** Start of Data to use **

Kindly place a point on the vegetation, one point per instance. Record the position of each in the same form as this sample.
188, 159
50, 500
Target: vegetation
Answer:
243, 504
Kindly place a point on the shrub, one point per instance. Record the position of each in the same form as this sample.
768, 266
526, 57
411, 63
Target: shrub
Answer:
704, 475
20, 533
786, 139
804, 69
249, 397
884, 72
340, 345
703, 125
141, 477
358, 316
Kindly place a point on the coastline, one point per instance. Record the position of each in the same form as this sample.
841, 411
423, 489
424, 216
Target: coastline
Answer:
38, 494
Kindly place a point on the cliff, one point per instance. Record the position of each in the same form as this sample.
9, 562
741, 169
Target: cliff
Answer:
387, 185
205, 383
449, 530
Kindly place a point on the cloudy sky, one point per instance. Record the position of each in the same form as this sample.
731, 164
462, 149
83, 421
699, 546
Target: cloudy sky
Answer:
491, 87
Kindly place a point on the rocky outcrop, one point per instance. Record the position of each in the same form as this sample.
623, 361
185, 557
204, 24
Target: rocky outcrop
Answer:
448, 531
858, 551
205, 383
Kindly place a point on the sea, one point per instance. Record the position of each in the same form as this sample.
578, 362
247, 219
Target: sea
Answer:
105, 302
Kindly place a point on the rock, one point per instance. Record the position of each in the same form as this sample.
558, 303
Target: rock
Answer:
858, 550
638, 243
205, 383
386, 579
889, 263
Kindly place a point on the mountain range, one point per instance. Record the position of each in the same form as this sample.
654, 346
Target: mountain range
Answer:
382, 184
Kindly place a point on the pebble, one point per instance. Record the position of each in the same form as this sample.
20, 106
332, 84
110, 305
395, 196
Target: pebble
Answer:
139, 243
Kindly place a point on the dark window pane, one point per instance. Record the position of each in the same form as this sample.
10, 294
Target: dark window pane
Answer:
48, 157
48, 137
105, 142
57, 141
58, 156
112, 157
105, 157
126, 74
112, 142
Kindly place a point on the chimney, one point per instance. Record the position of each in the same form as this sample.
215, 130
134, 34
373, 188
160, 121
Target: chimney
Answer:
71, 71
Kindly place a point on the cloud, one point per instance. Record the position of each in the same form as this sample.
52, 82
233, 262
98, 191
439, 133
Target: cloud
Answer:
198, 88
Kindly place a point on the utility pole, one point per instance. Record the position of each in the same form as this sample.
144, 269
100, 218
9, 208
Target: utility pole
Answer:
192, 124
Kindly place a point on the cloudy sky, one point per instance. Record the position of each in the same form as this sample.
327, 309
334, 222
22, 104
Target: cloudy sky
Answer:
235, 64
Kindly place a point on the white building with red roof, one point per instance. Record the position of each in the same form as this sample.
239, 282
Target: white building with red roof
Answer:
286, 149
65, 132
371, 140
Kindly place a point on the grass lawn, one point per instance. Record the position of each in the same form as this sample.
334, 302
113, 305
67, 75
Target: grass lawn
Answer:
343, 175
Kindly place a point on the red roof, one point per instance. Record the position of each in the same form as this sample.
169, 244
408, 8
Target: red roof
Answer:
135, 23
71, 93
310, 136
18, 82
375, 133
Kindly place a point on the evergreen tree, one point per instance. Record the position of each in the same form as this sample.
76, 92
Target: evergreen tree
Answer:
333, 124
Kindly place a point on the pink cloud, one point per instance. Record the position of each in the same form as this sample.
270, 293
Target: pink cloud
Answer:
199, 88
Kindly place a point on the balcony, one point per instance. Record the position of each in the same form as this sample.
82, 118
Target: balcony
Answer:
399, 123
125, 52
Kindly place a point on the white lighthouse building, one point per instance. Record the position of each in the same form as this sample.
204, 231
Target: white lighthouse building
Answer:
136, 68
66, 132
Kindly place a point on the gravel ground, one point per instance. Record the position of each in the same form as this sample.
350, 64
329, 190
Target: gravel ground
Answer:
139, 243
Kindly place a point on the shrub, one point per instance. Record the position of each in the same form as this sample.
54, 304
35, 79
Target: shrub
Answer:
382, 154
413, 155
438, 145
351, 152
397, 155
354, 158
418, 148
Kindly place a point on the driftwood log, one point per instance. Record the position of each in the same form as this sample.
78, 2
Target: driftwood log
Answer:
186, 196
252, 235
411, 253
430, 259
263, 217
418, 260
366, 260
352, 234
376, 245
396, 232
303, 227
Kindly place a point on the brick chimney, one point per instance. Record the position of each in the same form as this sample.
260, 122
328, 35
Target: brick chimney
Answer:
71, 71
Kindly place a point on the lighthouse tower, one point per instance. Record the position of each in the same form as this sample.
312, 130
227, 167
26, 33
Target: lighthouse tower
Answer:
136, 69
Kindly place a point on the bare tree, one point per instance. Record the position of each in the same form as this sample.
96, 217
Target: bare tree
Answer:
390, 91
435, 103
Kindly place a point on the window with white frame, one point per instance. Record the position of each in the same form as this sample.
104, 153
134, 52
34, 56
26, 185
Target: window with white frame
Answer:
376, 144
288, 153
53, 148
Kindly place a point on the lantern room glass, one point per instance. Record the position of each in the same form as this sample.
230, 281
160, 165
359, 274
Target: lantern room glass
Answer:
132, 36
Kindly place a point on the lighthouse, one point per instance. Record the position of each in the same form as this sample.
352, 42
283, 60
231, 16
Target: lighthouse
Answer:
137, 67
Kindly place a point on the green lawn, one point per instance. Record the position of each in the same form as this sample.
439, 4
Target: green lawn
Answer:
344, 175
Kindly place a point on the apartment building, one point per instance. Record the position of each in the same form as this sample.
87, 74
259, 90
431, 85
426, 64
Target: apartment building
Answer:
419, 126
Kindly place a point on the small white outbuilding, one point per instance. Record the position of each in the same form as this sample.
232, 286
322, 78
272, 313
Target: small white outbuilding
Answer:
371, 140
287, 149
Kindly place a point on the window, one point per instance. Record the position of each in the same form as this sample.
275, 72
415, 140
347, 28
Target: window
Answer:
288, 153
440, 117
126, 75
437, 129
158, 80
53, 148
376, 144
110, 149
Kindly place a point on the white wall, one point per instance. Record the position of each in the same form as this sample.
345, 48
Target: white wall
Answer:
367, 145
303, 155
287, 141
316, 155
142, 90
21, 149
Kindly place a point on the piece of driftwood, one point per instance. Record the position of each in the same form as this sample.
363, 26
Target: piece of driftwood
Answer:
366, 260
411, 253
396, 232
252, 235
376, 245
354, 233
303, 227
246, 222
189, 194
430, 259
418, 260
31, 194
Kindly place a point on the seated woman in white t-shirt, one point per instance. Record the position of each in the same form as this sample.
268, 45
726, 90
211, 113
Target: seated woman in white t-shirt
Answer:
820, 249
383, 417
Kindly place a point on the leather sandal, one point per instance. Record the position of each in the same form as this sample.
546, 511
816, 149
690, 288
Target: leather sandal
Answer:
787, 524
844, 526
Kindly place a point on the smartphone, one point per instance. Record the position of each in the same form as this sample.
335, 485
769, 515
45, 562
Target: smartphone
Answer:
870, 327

** End of Data to use **

Task requirements — Reproduce every line of the entries from the line containing "Kindly place a point on the green" through the end of the entries, requests included. Shift each answer point by adding 64 to both of its coordinates.

Result for this exercise —
Kindly place a point on the green lawn, one point per instance. Record the position of each in the same form as this sample.
439, 4
Target: green lawn
Answer:
408, 239
Kindly place a point on the apartment building, one point per instance. Record the position of each in the same form as this sample.
87, 74
259, 90
431, 85
426, 64
Target: apartment building
Answer:
483, 190
Kindly place a point on the small white outbuilding, one point per instance. Record the position of each in the same form as this sample.
232, 286
322, 78
272, 313
Target: small white outbuilding
Answer:
435, 204
351, 213
Kindly place a point on the window, one point per instance. Record the position of each in the same form as this sample.
275, 72
415, 140
347, 28
Target: window
Answer:
352, 217
504, 181
190, 139
501, 193
222, 144
117, 212
440, 208
174, 213
Kindly place a point on the white wall, one point per instance. Record the position of each in the same form as this sample.
345, 48
Target: white wall
Answer:
431, 209
367, 219
351, 205
380, 219
206, 154
85, 213
Kindly place a point on the piece of driftwood, one point per instance. Record the position of each in the same form as this sample.
363, 26
Target: piece of driftwood
Answer:
430, 324
475, 317
460, 296
316, 299
440, 309
418, 297
367, 291
310, 286
253, 258
494, 323
482, 324
95, 258
Kindly place a point on the seated woman in white t-shirt, one point per instance. Record the position of each in the same form as this sample.
268, 45
726, 90
211, 113
Target: seated woman in white t-shirt
Answer:
884, 313
447, 481
Kindly place a point on the leather sandal, one point per instance. Record the position of each in the same form as this sample.
546, 511
816, 149
690, 288
Target: leather sandal
Answer:
851, 588
908, 590
Kindly place a point on the smartphone, one point per instance. Record the position of each in the same form as this sample.
335, 485
769, 515
45, 562
Target: smartphone
Answer:
934, 391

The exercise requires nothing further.